- Ziel der Übung: Aktualisiere die Passage des Interviewauszugs von "Dr. Bender: Ich" bis einschließlich "Frage hinaus wollen.", indem du "Historiographie" durch "Geschichtsschreibung" ersetzt, und gib sie so wieder.

====== Auszug

L.I.S.A.: Welche Narrationen sind es denn, die unsere Wahrnehmung eines Ereignisses wie das des 11. Septembers, dominant prägen: die literarischen oder die historiographischen? Sind diese beiden Erzählformen überhaupt klar voneinander zu trennen?
Dr. Bender: Ich möchte diese beiden Narrationen eigentlich nicht gegeneinander ausspielen. Sie leisten jeweils etwas unterschiedliches, funktionieren nach je eigenen Regeln, in unterschiedlichen Formen und setzen immer auch unterschiedliche Aspekte auf ihre Agenda. Es ist inzwischen ja allgemein anerkannt, dass auch die Historiographie narrativ verfährt, insofern könnte man jetzt natürlich sagen, die historiographischen und die literarischen Narrative sind nicht klar voneinander zu trennen, weil es eben nur unterschiedliche Narrative (aber eben Narrative) sind. Das ist aber nur die eine Seite und ich vermute, das ist nicht das, worauf Sie mit dieser Frage hinaus wollen.

============
====== Gegebene Angaben

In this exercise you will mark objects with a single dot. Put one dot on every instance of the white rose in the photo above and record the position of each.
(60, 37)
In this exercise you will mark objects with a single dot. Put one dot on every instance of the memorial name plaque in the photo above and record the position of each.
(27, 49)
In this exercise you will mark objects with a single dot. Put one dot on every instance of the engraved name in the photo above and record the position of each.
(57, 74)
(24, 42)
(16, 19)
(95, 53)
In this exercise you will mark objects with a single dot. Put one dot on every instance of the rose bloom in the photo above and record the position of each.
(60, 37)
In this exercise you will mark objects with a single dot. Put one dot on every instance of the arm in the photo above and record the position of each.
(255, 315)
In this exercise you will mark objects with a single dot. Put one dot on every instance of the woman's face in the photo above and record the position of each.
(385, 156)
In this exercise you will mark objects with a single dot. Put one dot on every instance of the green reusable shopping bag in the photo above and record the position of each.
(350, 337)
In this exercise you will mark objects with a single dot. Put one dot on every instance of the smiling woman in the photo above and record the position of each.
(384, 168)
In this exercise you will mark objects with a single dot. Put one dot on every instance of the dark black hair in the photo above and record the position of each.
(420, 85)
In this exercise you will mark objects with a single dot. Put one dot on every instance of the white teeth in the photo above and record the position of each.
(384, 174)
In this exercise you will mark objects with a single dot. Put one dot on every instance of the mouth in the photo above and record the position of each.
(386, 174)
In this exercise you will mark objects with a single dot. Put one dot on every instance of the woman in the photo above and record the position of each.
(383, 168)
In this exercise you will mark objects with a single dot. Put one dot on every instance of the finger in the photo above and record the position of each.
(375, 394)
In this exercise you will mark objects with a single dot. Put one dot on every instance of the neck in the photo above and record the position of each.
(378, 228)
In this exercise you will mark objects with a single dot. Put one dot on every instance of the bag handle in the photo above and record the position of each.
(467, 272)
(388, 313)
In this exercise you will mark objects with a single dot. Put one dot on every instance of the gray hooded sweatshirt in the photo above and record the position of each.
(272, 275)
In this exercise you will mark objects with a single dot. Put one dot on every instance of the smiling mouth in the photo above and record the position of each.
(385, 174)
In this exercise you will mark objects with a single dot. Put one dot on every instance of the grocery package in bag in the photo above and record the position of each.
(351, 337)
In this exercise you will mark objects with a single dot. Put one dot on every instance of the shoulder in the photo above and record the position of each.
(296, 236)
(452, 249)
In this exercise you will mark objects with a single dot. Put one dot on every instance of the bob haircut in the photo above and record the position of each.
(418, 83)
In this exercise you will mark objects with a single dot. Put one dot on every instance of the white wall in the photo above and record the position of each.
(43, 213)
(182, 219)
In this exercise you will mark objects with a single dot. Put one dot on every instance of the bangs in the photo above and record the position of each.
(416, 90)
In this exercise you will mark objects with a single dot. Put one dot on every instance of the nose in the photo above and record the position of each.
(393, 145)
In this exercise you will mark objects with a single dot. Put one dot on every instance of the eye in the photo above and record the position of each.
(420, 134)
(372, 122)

============

- Gelöste Aufgabe:
Dr. Bender: Ich möchte diese beiden Narrationen eigentlich nicht gegeneinander ausspielen. Sie leisten jeweils etwas unterschiedliches, funktionieren nach je eigenen Regeln, in unterschiedlichen Formen und setzen immer auch unterschiedliche Aspekte auf ihre Agenda. Es ist inzwischen ja allgemein anerkannt, dass auch die Geschichtsschreibung narrativ verfährt, insofern könnte man jetzt natürlich sagen, die historiographischen und die literarischen Narrative sind nicht klar voneinander zu trennen, weil es eben nur unterschiedliche Narrative (aber eben Narrative) sind. Das ist aber nur die eine Seite und ich vermute, das ist nicht das, worauf Sie mit dieser Frage hinaus wollen.